Coordinate annotation records
* start *

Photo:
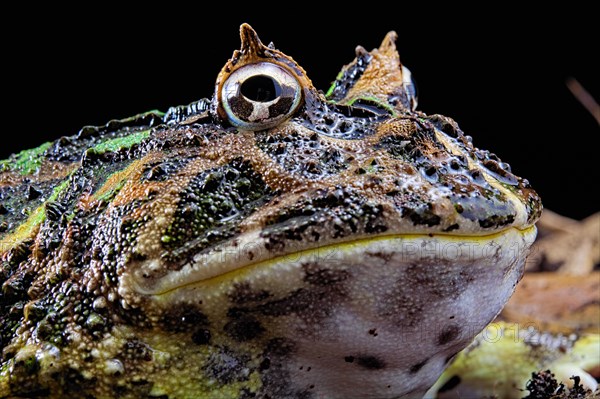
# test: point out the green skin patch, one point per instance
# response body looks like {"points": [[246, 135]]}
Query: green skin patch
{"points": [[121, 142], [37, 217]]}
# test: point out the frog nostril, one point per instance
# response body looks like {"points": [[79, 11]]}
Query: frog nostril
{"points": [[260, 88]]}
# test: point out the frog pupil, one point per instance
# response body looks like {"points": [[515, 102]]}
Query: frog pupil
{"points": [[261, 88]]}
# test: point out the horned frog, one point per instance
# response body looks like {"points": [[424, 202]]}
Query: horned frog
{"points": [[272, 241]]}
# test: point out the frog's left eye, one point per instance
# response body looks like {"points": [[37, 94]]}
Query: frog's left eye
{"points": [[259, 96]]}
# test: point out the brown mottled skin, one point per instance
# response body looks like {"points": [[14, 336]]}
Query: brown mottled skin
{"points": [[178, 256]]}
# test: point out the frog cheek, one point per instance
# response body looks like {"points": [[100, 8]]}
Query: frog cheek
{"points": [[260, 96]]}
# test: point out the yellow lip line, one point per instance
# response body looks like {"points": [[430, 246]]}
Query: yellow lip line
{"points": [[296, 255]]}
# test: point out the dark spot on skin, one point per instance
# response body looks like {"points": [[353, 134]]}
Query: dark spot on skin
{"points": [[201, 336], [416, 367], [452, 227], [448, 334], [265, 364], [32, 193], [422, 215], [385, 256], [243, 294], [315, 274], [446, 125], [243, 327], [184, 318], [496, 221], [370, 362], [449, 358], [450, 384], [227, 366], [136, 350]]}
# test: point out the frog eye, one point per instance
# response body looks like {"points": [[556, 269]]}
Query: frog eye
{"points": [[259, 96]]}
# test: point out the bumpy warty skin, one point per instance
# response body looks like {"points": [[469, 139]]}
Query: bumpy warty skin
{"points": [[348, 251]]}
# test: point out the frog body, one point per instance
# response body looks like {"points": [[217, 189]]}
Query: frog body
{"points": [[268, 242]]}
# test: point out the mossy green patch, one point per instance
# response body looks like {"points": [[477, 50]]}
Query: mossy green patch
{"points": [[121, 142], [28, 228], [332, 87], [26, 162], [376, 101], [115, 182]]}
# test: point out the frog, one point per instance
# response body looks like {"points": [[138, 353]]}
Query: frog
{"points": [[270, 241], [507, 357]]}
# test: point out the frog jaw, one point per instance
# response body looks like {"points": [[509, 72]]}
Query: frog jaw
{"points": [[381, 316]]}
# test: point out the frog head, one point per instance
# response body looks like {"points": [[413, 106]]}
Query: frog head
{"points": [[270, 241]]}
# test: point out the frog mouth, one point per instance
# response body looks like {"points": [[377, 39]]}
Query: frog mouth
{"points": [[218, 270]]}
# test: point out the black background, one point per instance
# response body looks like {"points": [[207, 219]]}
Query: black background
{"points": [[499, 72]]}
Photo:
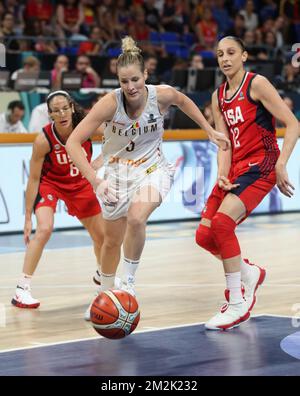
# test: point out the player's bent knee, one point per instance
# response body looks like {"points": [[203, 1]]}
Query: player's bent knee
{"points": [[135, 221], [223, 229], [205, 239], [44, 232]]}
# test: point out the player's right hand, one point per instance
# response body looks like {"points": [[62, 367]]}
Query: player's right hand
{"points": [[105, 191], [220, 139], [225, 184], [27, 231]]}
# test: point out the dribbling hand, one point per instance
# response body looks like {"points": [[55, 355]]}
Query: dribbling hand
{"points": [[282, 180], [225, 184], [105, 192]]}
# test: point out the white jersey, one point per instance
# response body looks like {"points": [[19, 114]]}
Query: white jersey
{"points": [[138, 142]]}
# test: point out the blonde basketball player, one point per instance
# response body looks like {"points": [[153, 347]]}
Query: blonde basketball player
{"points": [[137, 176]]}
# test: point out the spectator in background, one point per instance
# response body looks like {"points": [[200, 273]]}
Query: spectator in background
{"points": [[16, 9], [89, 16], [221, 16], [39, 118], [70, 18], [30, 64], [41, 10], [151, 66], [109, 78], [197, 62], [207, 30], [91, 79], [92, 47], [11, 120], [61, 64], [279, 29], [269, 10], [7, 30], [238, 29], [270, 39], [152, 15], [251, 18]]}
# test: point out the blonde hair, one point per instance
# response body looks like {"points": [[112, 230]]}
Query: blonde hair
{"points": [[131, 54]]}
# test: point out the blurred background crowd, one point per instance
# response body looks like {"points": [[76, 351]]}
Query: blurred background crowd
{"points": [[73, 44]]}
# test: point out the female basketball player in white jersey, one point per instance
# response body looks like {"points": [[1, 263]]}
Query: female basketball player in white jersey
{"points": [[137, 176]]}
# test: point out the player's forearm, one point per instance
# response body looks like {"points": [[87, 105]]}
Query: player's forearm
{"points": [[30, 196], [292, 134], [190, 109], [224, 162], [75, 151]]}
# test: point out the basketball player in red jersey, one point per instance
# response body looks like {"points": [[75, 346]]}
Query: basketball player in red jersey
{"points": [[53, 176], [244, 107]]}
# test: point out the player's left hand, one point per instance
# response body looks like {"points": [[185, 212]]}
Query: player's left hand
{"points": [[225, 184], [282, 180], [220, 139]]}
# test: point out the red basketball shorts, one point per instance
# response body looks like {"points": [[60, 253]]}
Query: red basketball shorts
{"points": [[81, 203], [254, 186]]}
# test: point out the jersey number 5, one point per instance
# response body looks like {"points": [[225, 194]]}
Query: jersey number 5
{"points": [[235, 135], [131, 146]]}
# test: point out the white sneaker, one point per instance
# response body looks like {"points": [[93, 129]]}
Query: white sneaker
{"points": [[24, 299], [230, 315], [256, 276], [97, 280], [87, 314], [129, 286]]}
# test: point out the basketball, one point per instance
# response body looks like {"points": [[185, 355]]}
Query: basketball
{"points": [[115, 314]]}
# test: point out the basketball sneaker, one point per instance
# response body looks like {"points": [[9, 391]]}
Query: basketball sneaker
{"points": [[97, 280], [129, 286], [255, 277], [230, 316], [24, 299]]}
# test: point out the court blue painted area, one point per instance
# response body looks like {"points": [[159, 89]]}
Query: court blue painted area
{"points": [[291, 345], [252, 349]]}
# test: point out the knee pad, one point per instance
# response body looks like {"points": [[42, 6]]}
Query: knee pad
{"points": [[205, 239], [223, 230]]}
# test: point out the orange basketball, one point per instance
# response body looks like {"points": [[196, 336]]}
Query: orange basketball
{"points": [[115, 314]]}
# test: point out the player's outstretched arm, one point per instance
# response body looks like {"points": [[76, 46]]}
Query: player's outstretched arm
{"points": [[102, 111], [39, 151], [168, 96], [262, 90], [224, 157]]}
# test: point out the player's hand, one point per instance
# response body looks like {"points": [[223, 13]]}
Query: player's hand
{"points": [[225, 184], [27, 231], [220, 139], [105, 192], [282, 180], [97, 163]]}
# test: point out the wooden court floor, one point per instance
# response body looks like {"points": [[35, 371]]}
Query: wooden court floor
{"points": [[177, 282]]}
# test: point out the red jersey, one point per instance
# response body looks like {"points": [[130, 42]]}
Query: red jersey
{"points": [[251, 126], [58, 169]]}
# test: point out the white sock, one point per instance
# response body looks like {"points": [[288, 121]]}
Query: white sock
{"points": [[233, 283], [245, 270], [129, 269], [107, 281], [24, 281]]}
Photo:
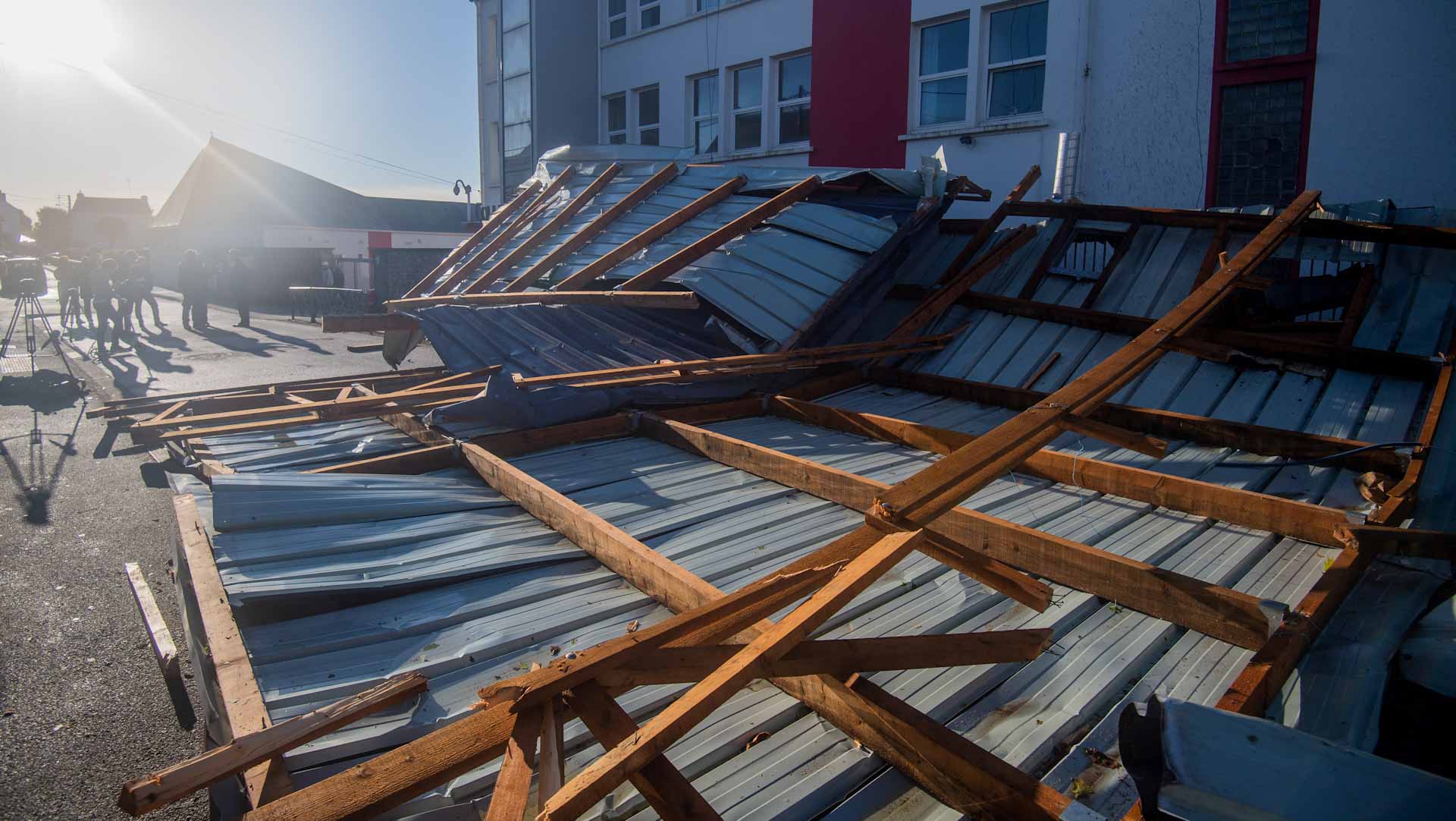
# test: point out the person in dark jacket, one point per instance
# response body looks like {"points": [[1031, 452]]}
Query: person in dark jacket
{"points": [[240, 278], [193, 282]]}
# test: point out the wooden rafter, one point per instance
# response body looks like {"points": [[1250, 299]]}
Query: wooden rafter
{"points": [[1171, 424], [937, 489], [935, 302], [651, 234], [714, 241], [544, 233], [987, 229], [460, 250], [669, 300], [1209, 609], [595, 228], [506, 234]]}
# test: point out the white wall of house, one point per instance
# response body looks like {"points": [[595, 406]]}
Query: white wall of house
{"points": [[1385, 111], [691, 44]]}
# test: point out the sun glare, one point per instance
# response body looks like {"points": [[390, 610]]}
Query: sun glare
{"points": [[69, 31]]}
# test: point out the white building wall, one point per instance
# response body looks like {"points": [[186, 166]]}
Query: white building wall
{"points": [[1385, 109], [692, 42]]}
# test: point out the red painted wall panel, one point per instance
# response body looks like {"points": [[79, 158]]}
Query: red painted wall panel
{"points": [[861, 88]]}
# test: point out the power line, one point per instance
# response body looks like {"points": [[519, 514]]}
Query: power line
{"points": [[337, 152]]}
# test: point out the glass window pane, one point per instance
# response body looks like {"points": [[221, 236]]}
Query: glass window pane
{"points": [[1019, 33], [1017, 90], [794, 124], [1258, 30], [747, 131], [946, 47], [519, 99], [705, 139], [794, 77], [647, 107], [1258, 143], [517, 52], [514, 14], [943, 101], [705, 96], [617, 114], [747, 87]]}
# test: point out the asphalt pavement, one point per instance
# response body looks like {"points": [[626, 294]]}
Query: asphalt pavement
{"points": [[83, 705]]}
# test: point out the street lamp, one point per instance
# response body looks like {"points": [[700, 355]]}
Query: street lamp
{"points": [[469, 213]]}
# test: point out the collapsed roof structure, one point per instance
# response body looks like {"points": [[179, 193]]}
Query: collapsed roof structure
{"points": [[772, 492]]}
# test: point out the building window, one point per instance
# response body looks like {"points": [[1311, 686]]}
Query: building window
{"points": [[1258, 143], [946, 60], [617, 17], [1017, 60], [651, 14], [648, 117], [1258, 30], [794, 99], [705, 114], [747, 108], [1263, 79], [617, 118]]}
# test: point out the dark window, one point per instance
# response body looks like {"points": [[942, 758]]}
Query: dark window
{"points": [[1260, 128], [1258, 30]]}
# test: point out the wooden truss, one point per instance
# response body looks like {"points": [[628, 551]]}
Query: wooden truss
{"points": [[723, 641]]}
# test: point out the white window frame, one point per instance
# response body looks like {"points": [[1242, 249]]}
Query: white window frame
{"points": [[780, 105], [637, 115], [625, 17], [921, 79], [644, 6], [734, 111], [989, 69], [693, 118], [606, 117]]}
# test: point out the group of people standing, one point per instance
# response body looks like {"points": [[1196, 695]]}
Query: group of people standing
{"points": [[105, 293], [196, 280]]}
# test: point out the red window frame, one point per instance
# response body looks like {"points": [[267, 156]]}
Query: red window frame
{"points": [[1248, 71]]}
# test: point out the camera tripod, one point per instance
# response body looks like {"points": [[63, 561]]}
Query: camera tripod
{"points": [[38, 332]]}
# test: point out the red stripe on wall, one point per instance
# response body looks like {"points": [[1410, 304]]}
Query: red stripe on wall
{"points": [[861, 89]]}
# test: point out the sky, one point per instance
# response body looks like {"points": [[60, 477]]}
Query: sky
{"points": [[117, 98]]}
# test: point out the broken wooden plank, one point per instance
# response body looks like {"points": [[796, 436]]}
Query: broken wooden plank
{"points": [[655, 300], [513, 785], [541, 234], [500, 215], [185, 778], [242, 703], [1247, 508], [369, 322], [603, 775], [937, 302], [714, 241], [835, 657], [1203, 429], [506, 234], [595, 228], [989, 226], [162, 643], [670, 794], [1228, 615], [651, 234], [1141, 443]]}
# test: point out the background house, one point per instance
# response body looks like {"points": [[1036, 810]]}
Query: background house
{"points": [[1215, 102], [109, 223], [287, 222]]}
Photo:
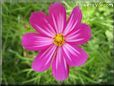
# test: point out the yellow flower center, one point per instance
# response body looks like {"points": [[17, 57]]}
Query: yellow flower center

* end *

• **Your task**: Pictures are left out; print exactly the lines from the one holding "# test: point out the background" through the last line of the listing above, both included.

• **Written solution**:
# test: point out the background house, one point per instance
# response body looks like {"points": [[1036, 810]]}
Query: background house
{"points": [[1215, 102], [109, 223], [287, 222]]}
Photo:
# test: point out the yellow flower center, one point per instance
# response body looks like {"points": [[17, 57]]}
Query: yellow flower center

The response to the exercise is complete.